**Given task**.
Copy out the following records unchanged, beginning with the line that contains "in white t-shirt" and continuing through the line that contains "left=508, top=473, right=574, bottom=560". Include both of those lines.

**Items**.
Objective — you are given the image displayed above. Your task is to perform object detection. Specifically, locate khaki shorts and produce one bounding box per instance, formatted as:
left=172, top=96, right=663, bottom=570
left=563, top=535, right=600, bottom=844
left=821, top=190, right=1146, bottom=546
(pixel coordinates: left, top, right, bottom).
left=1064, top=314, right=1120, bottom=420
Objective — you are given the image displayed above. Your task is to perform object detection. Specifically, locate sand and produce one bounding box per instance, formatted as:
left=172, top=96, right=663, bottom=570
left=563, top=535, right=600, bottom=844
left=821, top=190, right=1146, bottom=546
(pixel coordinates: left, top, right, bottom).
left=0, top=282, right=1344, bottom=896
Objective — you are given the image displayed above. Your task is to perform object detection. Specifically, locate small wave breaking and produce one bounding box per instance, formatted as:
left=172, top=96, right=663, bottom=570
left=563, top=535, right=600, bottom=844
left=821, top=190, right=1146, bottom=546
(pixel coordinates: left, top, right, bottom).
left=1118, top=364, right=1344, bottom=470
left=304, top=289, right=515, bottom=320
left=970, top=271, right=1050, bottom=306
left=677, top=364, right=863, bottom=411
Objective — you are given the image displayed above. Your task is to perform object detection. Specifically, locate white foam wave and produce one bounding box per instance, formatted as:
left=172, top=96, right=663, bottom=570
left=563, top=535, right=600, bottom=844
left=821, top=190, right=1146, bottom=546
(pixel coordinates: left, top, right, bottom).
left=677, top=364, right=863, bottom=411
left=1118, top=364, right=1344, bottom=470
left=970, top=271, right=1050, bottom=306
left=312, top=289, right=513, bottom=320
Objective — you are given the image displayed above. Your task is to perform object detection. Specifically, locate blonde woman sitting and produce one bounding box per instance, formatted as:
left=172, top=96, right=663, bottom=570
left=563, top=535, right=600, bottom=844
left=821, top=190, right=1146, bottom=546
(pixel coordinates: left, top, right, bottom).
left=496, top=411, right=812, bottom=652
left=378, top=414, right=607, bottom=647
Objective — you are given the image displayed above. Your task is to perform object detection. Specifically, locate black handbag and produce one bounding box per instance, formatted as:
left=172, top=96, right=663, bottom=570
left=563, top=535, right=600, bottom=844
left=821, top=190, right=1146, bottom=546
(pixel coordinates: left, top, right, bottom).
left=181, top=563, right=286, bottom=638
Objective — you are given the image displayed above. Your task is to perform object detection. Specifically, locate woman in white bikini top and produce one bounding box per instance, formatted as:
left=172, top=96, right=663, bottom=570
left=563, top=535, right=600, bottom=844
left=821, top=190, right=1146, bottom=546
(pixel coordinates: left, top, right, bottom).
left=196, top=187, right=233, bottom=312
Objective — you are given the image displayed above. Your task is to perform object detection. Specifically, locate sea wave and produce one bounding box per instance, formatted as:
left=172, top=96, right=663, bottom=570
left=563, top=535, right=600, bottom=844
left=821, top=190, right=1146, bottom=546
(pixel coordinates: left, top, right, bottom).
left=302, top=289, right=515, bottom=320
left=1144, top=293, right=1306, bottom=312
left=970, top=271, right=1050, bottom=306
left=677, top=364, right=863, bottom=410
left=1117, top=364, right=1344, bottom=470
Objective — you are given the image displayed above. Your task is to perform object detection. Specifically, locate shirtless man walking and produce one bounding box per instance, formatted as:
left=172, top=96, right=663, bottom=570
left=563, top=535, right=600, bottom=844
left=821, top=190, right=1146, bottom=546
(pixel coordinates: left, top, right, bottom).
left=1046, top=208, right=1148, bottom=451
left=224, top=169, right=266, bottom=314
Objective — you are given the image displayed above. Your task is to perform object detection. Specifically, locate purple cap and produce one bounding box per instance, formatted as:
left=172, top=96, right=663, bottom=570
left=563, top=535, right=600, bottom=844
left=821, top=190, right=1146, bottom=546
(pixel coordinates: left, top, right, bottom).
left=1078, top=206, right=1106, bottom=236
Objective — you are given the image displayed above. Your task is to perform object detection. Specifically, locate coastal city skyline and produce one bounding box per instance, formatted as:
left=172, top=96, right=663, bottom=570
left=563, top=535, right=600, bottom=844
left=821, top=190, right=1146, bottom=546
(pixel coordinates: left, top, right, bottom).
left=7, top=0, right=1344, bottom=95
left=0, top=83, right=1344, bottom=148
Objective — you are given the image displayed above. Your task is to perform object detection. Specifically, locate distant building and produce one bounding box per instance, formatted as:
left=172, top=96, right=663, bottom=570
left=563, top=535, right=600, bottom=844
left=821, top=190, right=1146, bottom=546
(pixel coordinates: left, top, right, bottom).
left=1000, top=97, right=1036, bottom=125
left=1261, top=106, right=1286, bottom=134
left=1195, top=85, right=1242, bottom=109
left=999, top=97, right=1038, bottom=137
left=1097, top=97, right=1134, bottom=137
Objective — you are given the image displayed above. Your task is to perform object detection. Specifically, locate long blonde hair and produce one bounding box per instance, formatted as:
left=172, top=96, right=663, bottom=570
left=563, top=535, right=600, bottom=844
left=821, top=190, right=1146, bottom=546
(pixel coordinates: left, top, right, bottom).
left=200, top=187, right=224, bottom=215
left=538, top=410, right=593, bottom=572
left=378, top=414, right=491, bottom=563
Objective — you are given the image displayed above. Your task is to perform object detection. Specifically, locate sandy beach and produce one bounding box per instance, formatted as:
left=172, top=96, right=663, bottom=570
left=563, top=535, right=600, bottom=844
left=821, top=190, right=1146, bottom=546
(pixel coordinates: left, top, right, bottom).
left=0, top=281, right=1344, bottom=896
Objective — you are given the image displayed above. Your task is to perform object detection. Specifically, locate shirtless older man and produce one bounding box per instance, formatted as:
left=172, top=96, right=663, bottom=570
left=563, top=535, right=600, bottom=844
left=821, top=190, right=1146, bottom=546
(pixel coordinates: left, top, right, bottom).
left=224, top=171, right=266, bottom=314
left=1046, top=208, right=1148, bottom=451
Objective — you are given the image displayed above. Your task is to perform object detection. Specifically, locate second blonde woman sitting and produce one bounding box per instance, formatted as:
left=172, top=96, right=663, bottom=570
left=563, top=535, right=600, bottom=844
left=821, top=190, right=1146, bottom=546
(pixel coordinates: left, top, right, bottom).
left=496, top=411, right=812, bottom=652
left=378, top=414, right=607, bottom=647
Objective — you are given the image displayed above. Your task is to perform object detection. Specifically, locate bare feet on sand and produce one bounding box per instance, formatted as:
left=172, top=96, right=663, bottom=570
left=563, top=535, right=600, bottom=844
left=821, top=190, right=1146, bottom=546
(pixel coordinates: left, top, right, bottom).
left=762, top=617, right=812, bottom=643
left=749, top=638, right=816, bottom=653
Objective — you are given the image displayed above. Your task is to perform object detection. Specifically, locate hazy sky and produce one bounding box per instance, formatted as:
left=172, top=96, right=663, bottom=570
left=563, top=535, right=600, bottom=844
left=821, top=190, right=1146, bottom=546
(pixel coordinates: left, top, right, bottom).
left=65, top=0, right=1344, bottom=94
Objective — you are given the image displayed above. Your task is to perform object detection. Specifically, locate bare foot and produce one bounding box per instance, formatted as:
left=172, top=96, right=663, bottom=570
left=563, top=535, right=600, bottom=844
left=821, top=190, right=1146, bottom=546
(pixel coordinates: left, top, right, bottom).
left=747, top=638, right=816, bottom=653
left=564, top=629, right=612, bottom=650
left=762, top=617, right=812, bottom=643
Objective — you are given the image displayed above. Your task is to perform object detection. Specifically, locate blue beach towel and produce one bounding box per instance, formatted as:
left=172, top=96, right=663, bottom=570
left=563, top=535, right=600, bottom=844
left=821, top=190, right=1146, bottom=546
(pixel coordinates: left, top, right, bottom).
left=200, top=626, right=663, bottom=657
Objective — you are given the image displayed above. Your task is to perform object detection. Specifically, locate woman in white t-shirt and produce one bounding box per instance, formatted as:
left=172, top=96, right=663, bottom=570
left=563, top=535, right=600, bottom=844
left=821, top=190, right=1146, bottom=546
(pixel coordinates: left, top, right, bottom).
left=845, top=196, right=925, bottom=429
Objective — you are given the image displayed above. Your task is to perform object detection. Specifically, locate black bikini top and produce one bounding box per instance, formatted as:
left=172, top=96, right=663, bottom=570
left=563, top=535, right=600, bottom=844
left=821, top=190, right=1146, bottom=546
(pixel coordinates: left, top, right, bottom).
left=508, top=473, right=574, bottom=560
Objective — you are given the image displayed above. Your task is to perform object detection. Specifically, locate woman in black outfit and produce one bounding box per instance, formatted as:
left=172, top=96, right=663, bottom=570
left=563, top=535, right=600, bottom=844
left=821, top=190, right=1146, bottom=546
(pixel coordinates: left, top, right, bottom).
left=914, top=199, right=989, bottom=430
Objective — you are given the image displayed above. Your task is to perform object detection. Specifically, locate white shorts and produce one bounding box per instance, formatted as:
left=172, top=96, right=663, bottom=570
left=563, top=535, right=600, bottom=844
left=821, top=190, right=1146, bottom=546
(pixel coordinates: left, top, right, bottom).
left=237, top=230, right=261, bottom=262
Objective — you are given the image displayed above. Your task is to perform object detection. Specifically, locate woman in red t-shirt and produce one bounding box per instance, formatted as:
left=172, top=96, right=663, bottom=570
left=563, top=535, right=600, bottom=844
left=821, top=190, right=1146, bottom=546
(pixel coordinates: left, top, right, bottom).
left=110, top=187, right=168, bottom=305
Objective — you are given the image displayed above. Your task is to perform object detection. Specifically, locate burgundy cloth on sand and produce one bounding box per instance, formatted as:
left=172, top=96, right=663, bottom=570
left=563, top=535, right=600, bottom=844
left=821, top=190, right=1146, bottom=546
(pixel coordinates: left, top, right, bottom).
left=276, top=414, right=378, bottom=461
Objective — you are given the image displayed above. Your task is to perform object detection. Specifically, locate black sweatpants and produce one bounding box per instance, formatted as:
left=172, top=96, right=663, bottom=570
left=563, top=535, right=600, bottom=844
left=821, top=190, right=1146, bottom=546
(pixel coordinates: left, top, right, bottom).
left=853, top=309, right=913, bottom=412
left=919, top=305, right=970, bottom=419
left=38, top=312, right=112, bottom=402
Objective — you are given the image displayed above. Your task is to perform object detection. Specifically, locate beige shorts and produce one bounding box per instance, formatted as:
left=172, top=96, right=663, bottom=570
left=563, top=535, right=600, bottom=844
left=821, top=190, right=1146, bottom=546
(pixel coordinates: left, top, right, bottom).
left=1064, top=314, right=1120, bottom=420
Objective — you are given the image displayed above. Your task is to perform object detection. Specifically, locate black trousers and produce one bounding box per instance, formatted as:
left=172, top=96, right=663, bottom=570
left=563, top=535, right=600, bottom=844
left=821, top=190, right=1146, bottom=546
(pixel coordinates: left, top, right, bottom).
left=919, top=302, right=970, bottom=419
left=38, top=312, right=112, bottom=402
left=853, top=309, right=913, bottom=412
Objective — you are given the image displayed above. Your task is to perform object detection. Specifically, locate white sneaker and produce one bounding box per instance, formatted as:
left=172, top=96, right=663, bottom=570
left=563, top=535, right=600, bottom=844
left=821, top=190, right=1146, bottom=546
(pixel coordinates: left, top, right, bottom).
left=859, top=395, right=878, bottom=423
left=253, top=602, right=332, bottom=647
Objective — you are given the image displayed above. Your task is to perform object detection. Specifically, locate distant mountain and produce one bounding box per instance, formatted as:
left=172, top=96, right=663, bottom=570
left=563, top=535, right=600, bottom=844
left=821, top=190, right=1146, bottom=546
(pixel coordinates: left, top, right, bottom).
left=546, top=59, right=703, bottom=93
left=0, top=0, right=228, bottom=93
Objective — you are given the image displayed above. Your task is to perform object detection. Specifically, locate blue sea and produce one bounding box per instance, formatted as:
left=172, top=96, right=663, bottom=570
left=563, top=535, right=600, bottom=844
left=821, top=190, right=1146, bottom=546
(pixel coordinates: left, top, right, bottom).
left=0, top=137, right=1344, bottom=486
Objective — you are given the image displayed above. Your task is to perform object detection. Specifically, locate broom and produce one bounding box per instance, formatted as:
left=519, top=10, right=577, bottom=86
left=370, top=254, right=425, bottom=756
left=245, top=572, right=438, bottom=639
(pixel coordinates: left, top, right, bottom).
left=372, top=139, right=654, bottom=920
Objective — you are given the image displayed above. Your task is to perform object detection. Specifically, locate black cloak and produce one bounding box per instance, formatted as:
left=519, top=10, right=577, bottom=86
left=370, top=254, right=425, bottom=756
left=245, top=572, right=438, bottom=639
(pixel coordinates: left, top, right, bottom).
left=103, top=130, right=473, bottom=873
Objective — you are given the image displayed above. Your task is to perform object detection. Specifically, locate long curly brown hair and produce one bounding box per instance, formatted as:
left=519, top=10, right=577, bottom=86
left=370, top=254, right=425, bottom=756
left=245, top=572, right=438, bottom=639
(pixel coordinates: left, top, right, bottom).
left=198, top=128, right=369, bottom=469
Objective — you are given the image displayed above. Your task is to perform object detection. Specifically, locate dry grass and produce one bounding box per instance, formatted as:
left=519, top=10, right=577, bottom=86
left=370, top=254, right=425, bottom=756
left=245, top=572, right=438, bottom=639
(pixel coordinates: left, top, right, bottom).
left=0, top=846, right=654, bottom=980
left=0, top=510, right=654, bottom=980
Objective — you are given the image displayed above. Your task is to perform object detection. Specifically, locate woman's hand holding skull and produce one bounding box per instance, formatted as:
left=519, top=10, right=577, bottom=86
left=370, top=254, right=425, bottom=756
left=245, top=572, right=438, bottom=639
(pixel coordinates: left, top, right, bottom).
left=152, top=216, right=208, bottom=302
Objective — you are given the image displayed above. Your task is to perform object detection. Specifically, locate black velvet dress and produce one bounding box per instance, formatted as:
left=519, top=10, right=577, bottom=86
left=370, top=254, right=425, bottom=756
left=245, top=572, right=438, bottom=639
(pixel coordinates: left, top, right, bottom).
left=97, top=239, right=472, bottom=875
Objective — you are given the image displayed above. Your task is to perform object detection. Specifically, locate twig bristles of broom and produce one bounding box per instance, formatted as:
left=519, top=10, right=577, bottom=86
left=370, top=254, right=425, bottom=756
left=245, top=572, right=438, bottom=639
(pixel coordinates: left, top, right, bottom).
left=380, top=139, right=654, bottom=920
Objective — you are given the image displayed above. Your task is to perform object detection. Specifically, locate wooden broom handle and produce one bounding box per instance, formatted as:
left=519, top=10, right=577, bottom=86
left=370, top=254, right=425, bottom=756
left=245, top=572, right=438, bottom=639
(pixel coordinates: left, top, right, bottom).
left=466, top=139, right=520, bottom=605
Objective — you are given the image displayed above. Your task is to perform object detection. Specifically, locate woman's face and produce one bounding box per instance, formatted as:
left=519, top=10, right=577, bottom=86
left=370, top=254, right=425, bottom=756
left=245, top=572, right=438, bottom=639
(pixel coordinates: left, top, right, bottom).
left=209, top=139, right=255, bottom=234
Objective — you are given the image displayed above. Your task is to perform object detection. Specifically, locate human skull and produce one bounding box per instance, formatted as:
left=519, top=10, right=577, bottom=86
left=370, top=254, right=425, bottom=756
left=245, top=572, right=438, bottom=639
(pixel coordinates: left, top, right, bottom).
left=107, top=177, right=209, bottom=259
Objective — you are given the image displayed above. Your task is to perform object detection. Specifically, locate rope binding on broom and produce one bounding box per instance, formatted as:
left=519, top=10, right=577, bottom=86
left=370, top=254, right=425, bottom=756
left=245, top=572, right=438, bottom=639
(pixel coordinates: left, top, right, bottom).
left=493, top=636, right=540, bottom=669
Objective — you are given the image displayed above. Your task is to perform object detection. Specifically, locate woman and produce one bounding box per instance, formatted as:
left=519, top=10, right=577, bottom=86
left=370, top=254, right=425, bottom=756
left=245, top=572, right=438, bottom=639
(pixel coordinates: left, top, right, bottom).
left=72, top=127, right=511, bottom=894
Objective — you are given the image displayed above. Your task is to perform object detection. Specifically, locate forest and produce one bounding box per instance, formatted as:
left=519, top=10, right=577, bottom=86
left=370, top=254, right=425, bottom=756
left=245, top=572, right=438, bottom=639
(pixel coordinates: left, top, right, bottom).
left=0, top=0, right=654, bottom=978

**Worked solution**.
Objective — you are given the image displayed above. Your task is to perform object detection. Specifically, locate woman in white t-shirt and produce one bounding box per instance, formatted as:
left=172, top=96, right=663, bottom=570
left=563, top=535, right=600, bottom=844
left=821, top=190, right=1146, bottom=546
(pixel coordinates: left, top, right, bottom).
left=845, top=196, right=925, bottom=429
Objective — you are given the image displayed above. Your task is to perform object detection. Specifically, locate black bikini top and produce one bounding box per instance, formatted as:
left=172, top=96, right=663, bottom=570
left=563, top=535, right=600, bottom=844
left=821, top=190, right=1146, bottom=546
(pixel coordinates: left, top, right, bottom).
left=508, top=473, right=574, bottom=560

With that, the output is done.